The problem
After locating the line with "Look at the photograph above. For each instance of the hand" in the data that follows, return it and every later line exactly, up to and including the line with "x=741, y=185".

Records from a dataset
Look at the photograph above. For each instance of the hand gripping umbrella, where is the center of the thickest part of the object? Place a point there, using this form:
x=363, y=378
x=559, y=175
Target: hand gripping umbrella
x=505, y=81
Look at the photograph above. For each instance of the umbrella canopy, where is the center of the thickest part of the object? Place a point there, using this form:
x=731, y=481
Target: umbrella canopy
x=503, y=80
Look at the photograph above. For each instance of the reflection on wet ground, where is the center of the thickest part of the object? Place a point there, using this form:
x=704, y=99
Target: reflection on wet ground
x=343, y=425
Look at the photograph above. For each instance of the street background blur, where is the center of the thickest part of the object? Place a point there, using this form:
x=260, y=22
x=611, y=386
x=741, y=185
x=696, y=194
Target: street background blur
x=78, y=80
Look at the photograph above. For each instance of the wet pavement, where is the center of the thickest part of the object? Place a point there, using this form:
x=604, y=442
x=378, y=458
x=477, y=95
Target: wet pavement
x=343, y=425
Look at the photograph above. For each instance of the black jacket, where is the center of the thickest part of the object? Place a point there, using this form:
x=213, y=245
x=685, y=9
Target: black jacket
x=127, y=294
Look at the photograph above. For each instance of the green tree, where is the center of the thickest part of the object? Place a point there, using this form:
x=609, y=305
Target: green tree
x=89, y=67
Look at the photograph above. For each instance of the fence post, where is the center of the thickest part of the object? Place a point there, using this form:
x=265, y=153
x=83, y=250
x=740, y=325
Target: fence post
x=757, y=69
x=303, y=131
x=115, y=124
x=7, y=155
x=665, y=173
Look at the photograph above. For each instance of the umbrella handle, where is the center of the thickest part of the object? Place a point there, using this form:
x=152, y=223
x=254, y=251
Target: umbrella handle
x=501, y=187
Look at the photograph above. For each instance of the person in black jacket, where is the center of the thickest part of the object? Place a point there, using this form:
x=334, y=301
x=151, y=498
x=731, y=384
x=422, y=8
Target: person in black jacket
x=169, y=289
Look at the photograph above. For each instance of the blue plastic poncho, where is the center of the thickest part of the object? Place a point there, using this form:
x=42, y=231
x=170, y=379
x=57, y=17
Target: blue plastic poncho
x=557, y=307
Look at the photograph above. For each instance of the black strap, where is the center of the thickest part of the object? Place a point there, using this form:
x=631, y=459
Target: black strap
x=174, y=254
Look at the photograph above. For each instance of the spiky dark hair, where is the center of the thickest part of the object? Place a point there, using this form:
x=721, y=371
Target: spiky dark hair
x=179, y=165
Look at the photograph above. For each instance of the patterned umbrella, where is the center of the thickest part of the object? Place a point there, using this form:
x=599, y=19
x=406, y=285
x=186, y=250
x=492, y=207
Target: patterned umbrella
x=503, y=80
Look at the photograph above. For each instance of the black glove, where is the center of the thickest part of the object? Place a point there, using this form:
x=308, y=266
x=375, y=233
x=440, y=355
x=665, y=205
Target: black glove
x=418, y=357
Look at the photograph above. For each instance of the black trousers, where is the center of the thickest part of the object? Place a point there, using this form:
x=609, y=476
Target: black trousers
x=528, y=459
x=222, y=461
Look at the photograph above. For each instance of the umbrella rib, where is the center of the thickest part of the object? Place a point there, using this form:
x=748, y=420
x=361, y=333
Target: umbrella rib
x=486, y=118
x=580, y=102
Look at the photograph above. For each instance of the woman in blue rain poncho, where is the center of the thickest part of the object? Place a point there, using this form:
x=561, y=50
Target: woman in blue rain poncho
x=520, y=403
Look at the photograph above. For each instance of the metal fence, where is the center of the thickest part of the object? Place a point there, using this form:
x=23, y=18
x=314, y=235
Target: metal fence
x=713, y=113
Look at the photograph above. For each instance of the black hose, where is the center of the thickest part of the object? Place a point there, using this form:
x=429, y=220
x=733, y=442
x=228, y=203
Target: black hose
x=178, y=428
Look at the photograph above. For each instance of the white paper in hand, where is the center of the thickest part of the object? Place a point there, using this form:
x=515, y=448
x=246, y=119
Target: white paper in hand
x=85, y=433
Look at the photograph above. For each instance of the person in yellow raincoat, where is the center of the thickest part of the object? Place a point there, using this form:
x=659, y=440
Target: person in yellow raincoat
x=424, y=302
--
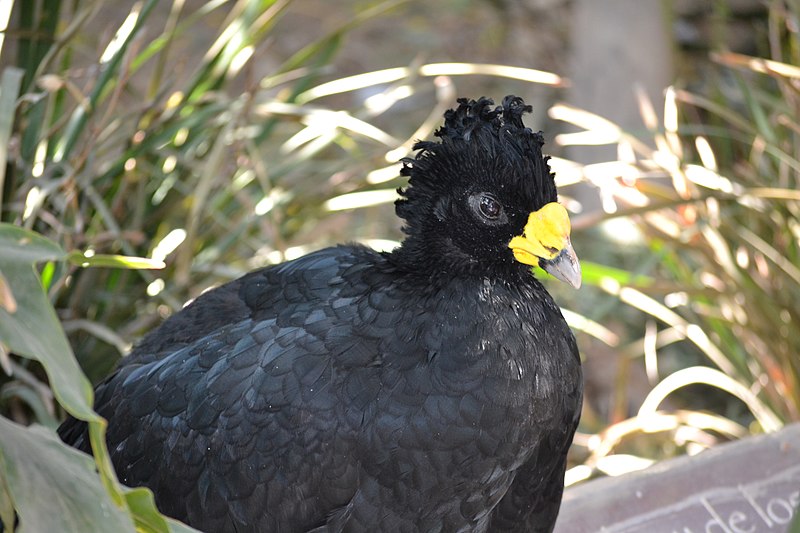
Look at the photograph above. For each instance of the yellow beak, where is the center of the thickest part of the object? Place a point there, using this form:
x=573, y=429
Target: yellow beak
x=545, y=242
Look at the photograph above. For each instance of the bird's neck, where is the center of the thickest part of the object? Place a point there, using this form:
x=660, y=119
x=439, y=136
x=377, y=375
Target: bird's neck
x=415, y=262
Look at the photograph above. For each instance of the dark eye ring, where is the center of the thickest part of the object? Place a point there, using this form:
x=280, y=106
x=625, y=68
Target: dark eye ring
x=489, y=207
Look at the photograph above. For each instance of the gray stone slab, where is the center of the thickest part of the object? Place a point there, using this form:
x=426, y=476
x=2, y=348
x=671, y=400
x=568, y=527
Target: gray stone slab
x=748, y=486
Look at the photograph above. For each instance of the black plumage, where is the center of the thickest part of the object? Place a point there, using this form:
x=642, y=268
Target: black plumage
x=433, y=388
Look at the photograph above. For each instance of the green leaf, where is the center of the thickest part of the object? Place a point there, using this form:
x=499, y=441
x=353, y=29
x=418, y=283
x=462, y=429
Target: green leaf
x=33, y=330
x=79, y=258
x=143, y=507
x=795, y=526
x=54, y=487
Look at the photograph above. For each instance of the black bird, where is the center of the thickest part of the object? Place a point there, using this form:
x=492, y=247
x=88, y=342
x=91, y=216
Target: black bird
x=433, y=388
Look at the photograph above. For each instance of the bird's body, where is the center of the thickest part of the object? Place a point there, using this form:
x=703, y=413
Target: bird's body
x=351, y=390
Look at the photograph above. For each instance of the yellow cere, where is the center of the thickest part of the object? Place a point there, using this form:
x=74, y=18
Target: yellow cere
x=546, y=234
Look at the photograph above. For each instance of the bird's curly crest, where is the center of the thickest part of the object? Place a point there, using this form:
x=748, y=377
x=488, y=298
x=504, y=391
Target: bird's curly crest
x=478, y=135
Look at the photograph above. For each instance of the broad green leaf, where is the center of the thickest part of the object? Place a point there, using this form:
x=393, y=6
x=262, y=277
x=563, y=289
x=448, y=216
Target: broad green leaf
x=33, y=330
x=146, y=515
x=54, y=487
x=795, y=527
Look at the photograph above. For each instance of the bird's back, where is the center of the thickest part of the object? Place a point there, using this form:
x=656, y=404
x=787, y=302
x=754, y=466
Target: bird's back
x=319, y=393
---
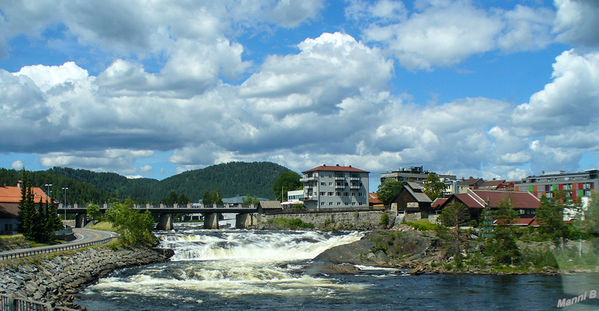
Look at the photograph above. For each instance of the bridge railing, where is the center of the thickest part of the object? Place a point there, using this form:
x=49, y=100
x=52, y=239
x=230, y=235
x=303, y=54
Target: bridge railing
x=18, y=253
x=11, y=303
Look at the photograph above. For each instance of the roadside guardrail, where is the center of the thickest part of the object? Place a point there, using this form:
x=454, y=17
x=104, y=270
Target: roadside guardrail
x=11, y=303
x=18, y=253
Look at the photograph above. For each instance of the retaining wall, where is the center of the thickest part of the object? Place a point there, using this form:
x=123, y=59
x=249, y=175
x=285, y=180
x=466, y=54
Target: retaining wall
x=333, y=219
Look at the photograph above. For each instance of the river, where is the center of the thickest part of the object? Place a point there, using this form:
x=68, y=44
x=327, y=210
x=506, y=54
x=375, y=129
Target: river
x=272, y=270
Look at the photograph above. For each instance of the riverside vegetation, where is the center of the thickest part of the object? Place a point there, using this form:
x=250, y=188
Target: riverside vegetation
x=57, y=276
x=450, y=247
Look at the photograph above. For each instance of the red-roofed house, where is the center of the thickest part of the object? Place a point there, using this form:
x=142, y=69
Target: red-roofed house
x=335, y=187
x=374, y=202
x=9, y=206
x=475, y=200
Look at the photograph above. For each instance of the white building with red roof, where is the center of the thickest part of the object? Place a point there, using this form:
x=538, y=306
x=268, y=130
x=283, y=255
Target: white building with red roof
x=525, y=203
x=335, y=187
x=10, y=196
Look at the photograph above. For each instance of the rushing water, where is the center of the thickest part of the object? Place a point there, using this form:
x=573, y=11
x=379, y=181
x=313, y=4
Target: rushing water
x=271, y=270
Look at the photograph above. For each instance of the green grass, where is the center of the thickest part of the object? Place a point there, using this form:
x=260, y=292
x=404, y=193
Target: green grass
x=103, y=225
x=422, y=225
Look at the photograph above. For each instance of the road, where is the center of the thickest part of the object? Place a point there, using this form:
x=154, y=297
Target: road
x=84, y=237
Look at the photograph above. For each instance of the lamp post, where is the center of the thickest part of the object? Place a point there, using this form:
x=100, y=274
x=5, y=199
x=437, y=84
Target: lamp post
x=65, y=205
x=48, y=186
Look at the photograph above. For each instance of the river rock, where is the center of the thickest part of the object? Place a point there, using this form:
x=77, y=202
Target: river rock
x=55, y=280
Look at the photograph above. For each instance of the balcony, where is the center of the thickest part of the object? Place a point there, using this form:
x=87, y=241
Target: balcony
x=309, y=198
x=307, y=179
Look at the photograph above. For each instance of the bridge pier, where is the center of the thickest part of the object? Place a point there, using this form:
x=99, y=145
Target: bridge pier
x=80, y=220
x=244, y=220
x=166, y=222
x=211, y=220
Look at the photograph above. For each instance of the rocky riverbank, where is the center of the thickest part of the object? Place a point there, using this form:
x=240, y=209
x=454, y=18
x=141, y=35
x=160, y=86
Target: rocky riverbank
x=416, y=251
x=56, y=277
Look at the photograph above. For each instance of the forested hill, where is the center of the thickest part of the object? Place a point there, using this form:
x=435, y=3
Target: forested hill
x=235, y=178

Result
Look at the photograph above. For each instance of the hand gripping umbrella, where is the center of the thickest part of the object? Place a point there, using this form:
x=363, y=378
x=559, y=175
Target: hand gripping umbrella
x=505, y=81
Look at the photograph above. For each instance of the umbrella canopy, where is the center of the thickest part of the object? Place a point there, using this form:
x=731, y=481
Target: umbrella canopy
x=503, y=80
Look at the photograph above. For each instance of the reflection on wet ground, where is the center of the thickest part of the object? Place a point there, using this form:
x=704, y=99
Target: reflection on wet ground
x=343, y=425
Look at the photograph above. For each instance of the street background blur, where is the center of the thickest part of the object? Place a point there, using this form:
x=260, y=22
x=611, y=386
x=741, y=185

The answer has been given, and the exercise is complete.